> PROBLEM TO SOLVE
Can you revise these entries so that every "Put one point on each instance" becomes "Mark every instance with a single point", with nothing else changed?

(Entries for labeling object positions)

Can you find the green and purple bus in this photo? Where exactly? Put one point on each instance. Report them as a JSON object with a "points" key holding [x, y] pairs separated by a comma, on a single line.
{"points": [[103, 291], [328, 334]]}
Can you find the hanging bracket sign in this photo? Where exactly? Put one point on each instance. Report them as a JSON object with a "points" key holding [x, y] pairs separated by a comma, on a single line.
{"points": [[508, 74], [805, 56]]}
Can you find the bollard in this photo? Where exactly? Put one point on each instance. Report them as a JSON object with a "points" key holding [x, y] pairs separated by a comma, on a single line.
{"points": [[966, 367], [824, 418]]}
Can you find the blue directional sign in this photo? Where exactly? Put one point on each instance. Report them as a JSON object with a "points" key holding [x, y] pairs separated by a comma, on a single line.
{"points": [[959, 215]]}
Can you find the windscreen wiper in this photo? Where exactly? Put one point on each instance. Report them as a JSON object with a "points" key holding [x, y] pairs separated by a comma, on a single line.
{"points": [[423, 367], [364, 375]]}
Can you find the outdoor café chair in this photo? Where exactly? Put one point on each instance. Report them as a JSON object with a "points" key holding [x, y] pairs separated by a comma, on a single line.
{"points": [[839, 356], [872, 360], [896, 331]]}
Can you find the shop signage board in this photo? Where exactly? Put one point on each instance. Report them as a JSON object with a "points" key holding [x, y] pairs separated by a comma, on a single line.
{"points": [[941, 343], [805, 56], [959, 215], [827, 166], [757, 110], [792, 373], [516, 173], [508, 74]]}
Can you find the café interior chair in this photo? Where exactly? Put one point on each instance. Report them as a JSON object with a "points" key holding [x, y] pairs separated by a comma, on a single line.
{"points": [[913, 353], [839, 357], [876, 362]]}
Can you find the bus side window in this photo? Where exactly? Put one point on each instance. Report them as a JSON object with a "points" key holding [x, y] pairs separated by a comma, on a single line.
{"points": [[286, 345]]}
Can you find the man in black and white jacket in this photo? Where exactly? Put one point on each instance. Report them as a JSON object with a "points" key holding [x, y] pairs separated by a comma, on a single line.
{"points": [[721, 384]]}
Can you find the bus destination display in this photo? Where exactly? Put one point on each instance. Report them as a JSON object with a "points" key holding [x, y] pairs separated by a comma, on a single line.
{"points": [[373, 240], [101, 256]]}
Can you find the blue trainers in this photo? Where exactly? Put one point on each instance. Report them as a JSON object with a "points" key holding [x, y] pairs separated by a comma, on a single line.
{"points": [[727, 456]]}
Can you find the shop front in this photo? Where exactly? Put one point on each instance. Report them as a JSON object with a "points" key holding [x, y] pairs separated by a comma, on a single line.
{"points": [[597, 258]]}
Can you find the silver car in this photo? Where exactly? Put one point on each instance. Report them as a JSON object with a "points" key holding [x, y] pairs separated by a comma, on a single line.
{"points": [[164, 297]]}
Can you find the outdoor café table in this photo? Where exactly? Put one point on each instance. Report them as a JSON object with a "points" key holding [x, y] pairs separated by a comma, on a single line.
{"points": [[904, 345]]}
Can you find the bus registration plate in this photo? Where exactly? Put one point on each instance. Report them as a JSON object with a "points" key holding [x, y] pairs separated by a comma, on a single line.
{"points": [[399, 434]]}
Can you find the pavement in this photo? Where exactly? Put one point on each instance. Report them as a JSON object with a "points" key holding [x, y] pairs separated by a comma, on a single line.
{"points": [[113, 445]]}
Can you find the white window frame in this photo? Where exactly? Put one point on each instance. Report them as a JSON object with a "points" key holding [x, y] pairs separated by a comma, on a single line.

> SOLUTION BELOW
Can you find the green and purple bus in this photo? Where exactly? Mark every instance with a single point. Report them as a JSON object with a "points" key holding [x, y] pairs separated by a comma, on a single line.
{"points": [[103, 291], [328, 334]]}
Can you find the hanging bracket sign in this photo? Where exactly? Mark every instance with a single point. Report them as a JSON object with a "points" key holding [x, y] pairs separated by a comma, on a single line.
{"points": [[508, 74], [805, 56]]}
Can you find the bollard in this photo? Where exactly? Mark every instance with a single point. Report them as a JSON object with a "points" key holding [x, y] pairs separated by a comma, on a single line.
{"points": [[966, 367], [824, 418]]}
Can you find the blue directional sign in this photo? Where exactly? Mark every instance with a single point. Report them as a JSON object with a "points" key holding [x, y] pairs separated by a comma, on a single line.
{"points": [[959, 215]]}
Can you find the windscreen wiper in this photo? Where exactly? Mark every instance with a single point. Report them as a JSON object with a "points" key holding [x, y] pairs separated by a comma, on a single line.
{"points": [[423, 367], [364, 375]]}
Can you find the outdoor café chair in this photo? Where exactly? Mark every instance with a single point. Report them as a JSON object with a "points" key holding [x, y] pairs separated by a comma, on a single line.
{"points": [[839, 356], [872, 360], [896, 331]]}
Can you find the shop signage board in this photo? Where exactly? Mark every instance with a single point. Report them as a JSON object with a "points" key holding [x, y] pairs separated by a comma, on a single line.
{"points": [[941, 343], [805, 56], [959, 215], [827, 166], [757, 110], [792, 373], [516, 173], [508, 74]]}
Can you find the café interior chair in this photo? Where exactly? Mark every instance with a single point. Report them as a JSON object with a "points" key holding [x, y] pairs separated by a comma, on a single line.
{"points": [[913, 353], [839, 357], [876, 362]]}
Can you find the bus side window in this photo? Where exactly? Mark every instance with a single point. Report them as a JSON object with a "points" key holding [x, y] pairs separated by a comma, on a single line.
{"points": [[286, 345]]}
Can you find the man in black and white jacket in this photo? Where exactly? Mark every instance with a single point. Report them as a JSON object with a "points" key holding [x, y] pairs separated by a comma, on a single line.
{"points": [[721, 384]]}
Can you find the bus destination display in this photo? Where exactly? Mark every instance with a single point. Report them as a JSON object with a "points" key holding [x, y] pairs separated by a comma, on a single line.
{"points": [[373, 240], [101, 256]]}
Can you find the blue trainers in this photo? Where exactly? Mark every instance with a single point. Report them as a JSON object with a "points" key holding [x, y] pairs separated by a comma, on a single line.
{"points": [[727, 456]]}
Can you find the shop front in this photo? Where exactly? Mark every instance with a single point. Report them as a JSON object with a "points" key holding [x, y] pairs separated by a comma, on a single line.
{"points": [[597, 258]]}
Can you find the silver car in this photo? Where exactly? Mark every instance with a single point. Report them as a JSON object with a "points" key holding [x, y] pairs separated by a comma, on a single line.
{"points": [[164, 297]]}
Can you find the outdoor café table in this photo? Where exactly? Mark every instance with a single point. Report them as a JSON object with a "points" key holding [x, y] pairs separated by a comma, on a single line.
{"points": [[904, 345]]}
Can you find the bus registration plate in this photo? Where exactly? Mark every instance with a single point. Report them as a JSON object with a "points" key holding [x, y] pairs separated by a comma, on a single line.
{"points": [[399, 434]]}
Can you find the pavement in this photo? Where exactly? Mark every instance with a single point. Report them as a JSON object with a "points" key holding [x, y] pairs separated by a comma, on a single line.
{"points": [[113, 445]]}
Can you find the white window frame in this photo? Where exactly? Mark every instance with a single point. Report them as a JSON object with a "points" key holding [x, y] pairs separated by a comma, on a single line.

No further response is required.